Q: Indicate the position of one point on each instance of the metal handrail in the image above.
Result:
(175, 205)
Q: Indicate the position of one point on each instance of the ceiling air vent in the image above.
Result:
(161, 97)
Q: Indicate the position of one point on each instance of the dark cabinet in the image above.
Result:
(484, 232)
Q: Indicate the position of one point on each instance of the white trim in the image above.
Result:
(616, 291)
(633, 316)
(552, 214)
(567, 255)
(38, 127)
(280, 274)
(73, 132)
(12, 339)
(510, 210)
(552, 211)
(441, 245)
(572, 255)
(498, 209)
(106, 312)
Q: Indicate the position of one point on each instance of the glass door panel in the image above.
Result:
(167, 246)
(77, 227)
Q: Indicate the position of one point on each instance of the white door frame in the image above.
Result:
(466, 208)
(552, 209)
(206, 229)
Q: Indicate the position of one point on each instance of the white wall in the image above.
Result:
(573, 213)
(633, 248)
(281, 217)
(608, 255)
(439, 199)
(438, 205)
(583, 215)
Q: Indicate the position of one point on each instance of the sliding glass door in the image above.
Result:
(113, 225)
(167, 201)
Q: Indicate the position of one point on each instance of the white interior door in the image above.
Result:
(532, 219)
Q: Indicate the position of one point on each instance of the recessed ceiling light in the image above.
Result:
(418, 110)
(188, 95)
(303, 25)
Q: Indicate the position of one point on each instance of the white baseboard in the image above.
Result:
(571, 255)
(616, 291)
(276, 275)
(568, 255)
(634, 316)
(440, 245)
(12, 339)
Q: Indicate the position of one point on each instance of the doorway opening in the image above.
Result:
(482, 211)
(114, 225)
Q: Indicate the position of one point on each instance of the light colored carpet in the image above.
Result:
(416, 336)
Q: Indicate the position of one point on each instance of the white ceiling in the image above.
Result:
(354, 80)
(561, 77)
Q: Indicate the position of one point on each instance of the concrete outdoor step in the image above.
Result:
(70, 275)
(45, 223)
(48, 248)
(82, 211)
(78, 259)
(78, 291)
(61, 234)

- [Task] Every line of the listing that holds the string "white" counts once. Give the total alone.

- [Worked solution] 6